(Some records)
· · ·
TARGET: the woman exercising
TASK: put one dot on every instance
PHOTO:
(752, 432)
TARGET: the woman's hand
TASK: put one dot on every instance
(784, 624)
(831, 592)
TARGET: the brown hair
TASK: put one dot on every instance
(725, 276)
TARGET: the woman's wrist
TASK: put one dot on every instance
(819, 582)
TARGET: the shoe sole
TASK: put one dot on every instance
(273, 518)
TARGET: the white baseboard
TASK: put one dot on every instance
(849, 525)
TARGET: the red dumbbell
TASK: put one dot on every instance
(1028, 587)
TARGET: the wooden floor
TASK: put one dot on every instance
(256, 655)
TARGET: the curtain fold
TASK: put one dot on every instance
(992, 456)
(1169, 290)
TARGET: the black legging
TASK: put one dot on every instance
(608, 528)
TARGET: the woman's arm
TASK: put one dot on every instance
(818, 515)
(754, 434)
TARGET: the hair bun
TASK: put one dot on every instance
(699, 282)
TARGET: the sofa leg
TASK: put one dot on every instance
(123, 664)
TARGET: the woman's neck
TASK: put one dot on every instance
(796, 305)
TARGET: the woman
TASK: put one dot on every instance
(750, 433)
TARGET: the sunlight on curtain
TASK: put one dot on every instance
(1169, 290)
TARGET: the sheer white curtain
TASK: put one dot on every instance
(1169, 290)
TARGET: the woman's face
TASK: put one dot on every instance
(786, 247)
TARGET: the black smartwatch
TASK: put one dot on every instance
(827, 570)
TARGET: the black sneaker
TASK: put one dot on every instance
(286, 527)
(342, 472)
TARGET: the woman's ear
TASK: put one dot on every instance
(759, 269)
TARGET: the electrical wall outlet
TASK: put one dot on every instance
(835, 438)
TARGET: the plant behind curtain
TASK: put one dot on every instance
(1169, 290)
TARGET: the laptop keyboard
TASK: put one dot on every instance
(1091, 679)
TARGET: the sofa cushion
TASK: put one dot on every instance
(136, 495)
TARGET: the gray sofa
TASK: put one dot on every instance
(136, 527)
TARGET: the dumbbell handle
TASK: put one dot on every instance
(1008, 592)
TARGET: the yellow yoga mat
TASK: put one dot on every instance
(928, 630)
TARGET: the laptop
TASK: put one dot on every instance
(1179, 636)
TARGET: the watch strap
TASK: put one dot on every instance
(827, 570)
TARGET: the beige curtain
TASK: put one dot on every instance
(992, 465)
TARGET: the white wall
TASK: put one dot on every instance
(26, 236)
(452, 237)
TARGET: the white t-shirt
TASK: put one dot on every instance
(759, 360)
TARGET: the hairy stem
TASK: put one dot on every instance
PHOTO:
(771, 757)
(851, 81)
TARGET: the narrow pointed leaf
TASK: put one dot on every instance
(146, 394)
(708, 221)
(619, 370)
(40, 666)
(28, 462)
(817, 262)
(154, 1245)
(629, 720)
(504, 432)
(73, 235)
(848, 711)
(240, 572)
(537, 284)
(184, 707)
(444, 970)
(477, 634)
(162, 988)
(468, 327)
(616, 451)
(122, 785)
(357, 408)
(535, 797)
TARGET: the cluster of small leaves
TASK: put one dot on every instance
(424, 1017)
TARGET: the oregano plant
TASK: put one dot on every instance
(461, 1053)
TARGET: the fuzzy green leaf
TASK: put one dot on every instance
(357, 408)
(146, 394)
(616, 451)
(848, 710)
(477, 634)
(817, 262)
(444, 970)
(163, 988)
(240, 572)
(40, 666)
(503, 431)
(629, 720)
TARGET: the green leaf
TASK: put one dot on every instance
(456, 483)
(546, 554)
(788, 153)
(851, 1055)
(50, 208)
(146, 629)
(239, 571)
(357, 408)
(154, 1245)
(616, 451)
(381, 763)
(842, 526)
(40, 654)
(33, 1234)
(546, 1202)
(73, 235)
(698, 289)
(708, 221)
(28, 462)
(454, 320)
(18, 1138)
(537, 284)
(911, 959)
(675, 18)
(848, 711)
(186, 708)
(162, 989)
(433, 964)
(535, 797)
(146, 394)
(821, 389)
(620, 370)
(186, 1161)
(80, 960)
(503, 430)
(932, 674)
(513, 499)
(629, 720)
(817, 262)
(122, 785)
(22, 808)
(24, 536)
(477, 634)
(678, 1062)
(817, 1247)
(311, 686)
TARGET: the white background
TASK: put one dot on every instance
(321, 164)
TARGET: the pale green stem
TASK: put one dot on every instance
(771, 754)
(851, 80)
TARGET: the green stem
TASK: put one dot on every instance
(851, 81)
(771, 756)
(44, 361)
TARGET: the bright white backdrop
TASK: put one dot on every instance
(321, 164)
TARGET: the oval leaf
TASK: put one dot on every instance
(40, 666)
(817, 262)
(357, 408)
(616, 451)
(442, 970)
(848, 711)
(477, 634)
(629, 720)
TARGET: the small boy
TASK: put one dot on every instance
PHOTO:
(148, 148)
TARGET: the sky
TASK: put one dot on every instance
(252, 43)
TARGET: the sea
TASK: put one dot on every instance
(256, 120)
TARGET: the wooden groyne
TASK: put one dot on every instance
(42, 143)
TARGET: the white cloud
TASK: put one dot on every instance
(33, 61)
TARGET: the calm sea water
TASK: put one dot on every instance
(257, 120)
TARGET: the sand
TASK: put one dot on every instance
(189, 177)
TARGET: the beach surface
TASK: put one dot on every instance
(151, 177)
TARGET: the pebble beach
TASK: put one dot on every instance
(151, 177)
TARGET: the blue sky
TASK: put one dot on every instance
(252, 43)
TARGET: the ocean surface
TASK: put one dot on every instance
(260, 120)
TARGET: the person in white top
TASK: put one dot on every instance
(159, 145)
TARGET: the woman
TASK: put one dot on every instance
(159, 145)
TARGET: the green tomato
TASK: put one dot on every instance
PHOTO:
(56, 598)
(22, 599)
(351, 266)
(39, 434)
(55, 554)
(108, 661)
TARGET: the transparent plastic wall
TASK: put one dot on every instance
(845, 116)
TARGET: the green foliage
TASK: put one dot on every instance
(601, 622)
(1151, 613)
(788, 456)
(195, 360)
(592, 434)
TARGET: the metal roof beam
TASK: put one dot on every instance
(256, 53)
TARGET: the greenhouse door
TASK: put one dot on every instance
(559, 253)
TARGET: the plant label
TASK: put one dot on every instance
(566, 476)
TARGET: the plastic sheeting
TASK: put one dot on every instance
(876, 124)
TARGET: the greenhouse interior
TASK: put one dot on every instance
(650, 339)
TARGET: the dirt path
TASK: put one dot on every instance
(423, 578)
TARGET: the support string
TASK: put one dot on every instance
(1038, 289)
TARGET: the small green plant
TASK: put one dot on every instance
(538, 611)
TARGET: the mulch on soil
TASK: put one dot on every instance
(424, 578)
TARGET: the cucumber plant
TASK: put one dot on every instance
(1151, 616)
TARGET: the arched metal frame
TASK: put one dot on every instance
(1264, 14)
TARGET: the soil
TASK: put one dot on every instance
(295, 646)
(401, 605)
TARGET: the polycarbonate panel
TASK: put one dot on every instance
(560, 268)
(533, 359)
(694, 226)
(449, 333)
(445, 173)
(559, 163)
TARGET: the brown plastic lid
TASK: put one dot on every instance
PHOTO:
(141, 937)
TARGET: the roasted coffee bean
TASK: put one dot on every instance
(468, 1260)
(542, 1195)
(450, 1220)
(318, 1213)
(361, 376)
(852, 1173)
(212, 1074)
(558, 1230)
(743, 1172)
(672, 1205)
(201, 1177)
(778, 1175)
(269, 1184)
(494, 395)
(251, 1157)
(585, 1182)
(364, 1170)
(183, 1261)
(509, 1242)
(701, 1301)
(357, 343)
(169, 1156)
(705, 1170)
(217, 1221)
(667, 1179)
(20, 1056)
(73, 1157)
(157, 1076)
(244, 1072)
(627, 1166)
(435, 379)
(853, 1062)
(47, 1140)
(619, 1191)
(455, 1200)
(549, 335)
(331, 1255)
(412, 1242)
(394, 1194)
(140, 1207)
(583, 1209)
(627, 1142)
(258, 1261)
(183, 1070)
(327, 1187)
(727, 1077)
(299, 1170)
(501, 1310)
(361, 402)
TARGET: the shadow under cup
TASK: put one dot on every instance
· · ·
Brief: Please copy out the records from the line that contains "TARGET: the plant label" through the end of the records, inclusive.

Output for this task:
TARGET: the plant label
TASK: put one dot on every instance
(566, 476)
TARGET: the plastic sheeting
TASK: put one dot on every instance
(876, 124)
TARGET: the greenhouse interior
TASK: put one dot on every instance
(650, 339)
TARGET: the dirt path
TASK: put one dot on every instance
(423, 578)
TARGET: the support string
TASK: put one dot on every instance
(1038, 289)
TARGET: the small green plant
TASK: put one dot on every instance
(538, 611)
TARGET: the mulch on soil
TASK: put one dot on every instance
(424, 578)
TARGET: the cucumber plant
TASK: put one dot on every instance
(1151, 616)
TARGET: the arched metal frame
TASK: put one dot on every instance
(1264, 14)
TARGET: the soil
TASK: put one dot on every instance
(295, 646)
(401, 605)
TARGET: the polycarbonate panel
TASK: put one dot on every instance
(560, 268)
(533, 359)
(694, 226)
(449, 333)
(445, 173)
(559, 163)
TARGET: the brown plastic lid
TASK: put one dot on every instance
PHOTO:
(141, 937)
TARGET: the roasted coffee bean
TASK: put one dot on every instance
(468, 1260)
(542, 1195)
(450, 1220)
(318, 1213)
(361, 376)
(852, 1173)
(212, 1074)
(558, 1230)
(743, 1172)
(672, 1205)
(201, 1177)
(778, 1175)
(269, 1184)
(494, 395)
(251, 1157)
(585, 1182)
(364, 1170)
(183, 1261)
(509, 1242)
(701, 1301)
(357, 343)
(169, 1156)
(705, 1170)
(217, 1221)
(667, 1179)
(20, 1056)
(73, 1157)
(157, 1076)
(244, 1072)
(627, 1166)
(435, 379)
(853, 1062)
(47, 1140)
(619, 1191)
(455, 1200)
(549, 335)
(331, 1255)
(412, 1242)
(394, 1194)
(140, 1207)
(583, 1209)
(627, 1142)
(258, 1261)
(183, 1070)
(327, 1187)
(727, 1077)
(299, 1170)
(501, 1310)
(361, 402)
TARGET: the shadow under cup
TASK: put one dot on every instance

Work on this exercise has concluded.